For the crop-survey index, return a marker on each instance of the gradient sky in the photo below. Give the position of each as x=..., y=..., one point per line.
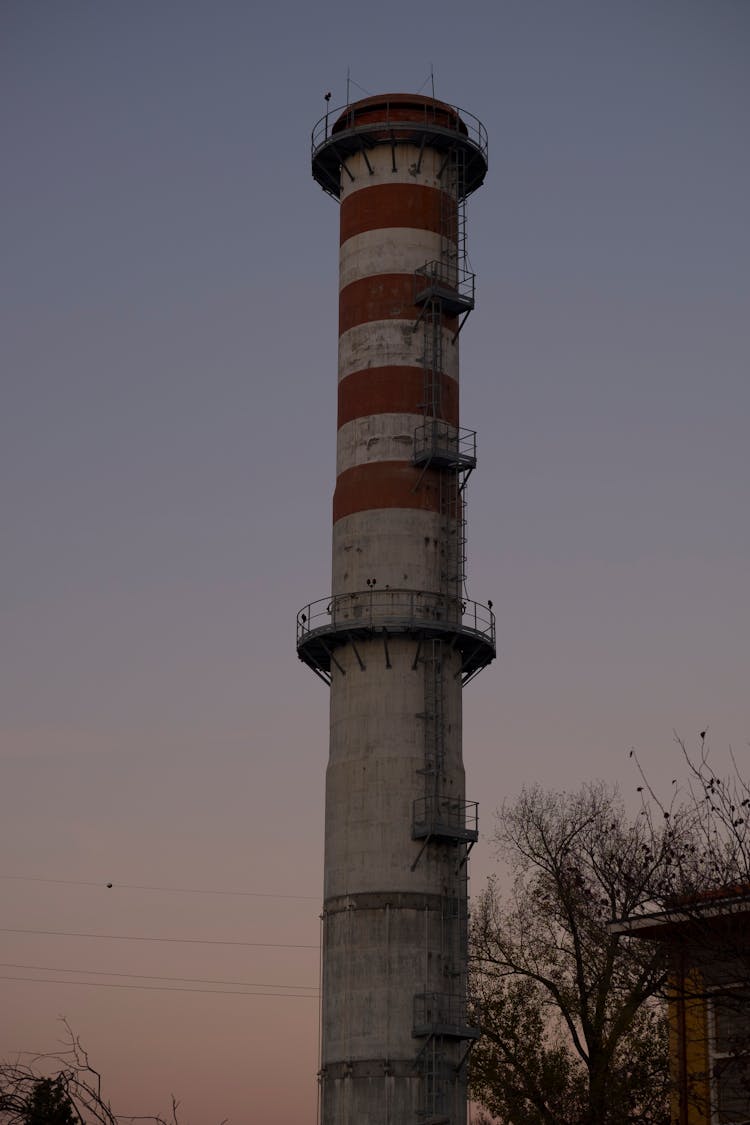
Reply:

...

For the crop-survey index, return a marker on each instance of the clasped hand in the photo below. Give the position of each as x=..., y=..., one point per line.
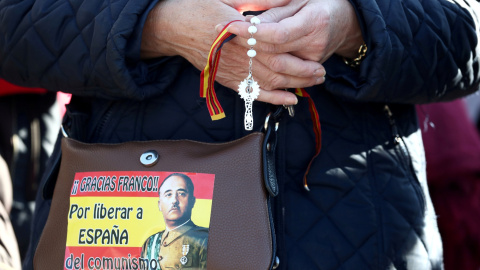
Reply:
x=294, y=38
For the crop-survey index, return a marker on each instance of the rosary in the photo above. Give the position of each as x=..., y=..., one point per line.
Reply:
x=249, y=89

— Request —
Format the stretch of the data from the line that contains "of the clasped" through the line that contains "x=294, y=38" as a numbered list, skipping any blank lines. Leave the pictures out.

— Completed task —
1. For the crop-survey index, return a marker on each instance of the clasped hand in the photo below. Give the position of each as x=..., y=..., one point per line.
2. Reply:
3. x=294, y=38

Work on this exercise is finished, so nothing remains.